Entries taken from a collection:
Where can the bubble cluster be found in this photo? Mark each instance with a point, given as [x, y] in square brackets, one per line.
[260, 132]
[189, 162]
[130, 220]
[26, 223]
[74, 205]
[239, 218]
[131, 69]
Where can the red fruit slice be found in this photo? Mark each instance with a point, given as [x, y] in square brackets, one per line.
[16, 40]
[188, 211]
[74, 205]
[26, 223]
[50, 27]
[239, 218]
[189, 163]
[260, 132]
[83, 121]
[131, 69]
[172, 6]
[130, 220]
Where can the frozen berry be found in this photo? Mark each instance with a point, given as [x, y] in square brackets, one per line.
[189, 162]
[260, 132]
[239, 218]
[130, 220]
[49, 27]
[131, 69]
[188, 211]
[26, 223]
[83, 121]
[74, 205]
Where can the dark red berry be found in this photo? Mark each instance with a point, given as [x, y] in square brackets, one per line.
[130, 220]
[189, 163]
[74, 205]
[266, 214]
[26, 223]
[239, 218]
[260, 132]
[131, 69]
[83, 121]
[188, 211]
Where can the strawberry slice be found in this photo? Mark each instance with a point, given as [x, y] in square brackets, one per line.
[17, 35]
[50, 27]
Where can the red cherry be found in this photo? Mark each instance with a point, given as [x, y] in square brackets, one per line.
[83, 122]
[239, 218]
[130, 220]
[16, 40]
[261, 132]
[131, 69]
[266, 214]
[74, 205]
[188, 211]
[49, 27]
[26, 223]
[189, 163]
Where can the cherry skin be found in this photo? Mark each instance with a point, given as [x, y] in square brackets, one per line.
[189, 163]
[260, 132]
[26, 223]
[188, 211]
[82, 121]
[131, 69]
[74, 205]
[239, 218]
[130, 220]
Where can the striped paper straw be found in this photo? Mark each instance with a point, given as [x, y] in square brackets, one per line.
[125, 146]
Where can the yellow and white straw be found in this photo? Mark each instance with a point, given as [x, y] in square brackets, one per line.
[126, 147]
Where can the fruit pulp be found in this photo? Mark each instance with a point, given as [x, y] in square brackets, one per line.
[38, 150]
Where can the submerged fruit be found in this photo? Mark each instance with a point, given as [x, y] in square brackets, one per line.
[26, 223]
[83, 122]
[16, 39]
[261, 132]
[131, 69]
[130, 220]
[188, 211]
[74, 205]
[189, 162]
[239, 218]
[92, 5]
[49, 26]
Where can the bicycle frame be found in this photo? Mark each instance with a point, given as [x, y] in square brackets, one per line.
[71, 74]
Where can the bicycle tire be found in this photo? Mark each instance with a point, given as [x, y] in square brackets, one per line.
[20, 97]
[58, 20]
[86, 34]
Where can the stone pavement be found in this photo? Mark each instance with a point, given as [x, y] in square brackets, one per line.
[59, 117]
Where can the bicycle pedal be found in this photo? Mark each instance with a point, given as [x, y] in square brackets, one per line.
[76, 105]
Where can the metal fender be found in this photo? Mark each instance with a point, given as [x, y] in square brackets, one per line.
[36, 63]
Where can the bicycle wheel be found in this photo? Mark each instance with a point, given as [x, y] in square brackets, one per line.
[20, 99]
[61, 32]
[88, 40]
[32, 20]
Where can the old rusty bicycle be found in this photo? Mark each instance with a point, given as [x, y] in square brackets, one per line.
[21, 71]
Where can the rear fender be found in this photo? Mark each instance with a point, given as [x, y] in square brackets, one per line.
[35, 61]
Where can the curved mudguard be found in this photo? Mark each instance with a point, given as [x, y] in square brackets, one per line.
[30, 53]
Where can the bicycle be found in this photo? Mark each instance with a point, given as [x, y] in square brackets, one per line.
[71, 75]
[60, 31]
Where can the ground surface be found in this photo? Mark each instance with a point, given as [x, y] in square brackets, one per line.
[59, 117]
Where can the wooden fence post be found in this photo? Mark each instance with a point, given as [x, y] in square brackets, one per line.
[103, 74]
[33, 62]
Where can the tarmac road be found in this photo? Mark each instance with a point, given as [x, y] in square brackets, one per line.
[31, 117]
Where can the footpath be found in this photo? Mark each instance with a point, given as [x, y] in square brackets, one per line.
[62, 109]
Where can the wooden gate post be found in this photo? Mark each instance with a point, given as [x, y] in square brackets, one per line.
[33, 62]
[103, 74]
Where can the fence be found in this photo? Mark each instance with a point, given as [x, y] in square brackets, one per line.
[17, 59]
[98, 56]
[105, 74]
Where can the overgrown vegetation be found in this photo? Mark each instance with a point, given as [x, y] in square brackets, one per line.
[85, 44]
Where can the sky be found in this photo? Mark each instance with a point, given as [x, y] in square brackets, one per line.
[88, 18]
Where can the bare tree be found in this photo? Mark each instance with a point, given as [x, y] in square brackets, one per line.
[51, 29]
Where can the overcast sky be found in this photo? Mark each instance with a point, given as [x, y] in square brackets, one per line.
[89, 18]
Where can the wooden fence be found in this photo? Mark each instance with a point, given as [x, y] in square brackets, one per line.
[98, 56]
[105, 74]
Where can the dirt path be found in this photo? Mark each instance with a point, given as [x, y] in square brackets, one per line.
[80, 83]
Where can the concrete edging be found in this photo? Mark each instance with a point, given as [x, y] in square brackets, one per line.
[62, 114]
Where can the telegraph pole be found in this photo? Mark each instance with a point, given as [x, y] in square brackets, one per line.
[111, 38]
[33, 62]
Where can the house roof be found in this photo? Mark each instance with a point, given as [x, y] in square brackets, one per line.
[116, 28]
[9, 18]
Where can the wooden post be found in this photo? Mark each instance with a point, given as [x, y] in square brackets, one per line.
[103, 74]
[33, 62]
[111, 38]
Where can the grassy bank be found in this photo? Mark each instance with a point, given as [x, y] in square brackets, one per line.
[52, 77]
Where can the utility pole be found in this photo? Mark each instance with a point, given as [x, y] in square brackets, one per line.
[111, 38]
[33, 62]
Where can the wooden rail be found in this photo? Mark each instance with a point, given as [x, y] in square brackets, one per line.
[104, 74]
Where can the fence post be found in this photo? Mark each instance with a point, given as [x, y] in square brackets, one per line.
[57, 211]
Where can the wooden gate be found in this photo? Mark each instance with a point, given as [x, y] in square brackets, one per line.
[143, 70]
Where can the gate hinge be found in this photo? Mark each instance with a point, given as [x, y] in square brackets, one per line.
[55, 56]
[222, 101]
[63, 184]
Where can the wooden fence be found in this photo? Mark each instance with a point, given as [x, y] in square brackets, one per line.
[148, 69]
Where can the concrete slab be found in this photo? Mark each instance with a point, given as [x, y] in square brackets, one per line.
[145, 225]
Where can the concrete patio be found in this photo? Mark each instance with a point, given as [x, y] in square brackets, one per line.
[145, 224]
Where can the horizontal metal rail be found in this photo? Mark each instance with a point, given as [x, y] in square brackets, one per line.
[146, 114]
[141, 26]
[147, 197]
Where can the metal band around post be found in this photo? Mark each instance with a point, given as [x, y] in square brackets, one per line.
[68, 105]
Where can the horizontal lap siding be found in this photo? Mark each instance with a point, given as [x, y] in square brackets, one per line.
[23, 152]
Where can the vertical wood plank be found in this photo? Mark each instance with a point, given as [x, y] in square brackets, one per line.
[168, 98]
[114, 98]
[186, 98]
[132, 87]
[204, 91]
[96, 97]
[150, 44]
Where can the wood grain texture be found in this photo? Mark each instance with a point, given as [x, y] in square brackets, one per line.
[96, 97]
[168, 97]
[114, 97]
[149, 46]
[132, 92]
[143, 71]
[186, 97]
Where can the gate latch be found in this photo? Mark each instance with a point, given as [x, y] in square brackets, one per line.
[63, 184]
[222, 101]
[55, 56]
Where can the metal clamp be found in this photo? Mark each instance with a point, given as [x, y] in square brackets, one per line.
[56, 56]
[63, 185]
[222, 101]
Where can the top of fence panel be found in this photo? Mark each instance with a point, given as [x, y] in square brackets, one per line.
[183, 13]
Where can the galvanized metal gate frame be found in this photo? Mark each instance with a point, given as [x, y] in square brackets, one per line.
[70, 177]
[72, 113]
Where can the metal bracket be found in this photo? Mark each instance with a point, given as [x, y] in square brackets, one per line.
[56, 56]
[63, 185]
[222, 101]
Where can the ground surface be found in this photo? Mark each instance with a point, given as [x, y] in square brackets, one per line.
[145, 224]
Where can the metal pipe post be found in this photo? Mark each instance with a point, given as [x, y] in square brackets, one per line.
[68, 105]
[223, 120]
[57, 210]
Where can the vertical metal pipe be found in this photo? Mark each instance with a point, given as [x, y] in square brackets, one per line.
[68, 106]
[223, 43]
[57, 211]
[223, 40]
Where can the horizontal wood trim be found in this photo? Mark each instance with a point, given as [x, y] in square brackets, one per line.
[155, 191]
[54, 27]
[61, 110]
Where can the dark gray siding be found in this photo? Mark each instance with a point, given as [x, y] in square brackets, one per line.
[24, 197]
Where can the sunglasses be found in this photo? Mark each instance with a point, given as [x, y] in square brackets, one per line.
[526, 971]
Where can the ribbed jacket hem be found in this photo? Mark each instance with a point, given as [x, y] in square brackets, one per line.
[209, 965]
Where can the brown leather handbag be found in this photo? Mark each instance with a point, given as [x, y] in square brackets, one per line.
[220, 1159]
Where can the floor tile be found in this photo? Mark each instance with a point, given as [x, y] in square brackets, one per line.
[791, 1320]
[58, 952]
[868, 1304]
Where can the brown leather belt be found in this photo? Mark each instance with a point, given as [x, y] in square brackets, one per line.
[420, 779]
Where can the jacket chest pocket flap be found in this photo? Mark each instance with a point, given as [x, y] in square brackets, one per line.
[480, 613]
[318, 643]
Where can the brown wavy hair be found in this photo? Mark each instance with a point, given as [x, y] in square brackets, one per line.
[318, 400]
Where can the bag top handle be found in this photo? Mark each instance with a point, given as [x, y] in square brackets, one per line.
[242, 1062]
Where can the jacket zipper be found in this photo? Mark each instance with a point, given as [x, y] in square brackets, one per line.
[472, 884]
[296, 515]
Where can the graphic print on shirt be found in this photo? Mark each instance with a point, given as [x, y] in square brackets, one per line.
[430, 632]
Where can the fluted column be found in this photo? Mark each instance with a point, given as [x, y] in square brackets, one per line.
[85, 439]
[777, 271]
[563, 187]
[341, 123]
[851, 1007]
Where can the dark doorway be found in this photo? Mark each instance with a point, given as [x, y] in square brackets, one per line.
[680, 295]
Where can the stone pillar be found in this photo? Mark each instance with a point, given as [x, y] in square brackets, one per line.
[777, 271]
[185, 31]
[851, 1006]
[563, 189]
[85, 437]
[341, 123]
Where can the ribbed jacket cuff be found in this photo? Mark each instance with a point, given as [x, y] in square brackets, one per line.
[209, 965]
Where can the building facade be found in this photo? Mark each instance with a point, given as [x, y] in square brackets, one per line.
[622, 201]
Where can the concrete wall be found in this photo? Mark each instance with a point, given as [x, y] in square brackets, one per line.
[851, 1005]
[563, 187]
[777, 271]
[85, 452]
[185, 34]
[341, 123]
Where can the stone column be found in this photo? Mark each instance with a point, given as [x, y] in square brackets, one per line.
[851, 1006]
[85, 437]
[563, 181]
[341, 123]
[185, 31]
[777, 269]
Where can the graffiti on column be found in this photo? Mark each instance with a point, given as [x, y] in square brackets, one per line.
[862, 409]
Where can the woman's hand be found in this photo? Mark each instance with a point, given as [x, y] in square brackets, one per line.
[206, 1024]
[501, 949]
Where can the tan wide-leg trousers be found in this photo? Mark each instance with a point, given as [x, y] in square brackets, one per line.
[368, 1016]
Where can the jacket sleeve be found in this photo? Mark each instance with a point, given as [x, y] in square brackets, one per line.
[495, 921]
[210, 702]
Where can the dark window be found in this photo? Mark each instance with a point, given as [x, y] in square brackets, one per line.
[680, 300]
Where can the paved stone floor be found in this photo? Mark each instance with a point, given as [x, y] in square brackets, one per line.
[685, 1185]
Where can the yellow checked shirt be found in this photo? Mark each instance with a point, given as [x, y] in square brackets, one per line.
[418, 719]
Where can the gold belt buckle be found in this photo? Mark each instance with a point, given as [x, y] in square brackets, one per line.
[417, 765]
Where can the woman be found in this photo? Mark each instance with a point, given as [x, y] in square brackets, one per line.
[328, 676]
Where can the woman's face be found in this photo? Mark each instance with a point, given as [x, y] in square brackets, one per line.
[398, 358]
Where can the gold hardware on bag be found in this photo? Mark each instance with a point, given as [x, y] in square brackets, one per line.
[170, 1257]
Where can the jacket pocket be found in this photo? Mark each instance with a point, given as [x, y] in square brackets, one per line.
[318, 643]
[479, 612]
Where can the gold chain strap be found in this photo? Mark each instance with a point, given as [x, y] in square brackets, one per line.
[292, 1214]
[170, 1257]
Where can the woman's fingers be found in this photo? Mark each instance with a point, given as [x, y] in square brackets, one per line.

[Aim of the task]: Copy, without any change, the run of lines from the one with "Where can the woman's face" through the end of the entries above.

[Task answer]:
Where can the woman's face be found in this photo? Mark each instance with a point, given as [x, y] in square brackets, one per line.
[398, 358]
Where can the gold hardware on bag be found in this photo? Mark each instance with a point, given as [x, y] in square brackets, one per line.
[170, 1257]
Where can the jacket pocket be found in this photo? Mark each instance with a point, given as [x, y] in square brackets, one per line.
[318, 643]
[479, 612]
Where can the gold chain strap be found in this photo? Mark each instance with a point, given as [x, y] in square brackets, one per line.
[292, 1214]
[170, 1257]
Where can the woman's fingers be found in this photo? Mark each instance with a point, given as [x, y] in square brackets, one per line.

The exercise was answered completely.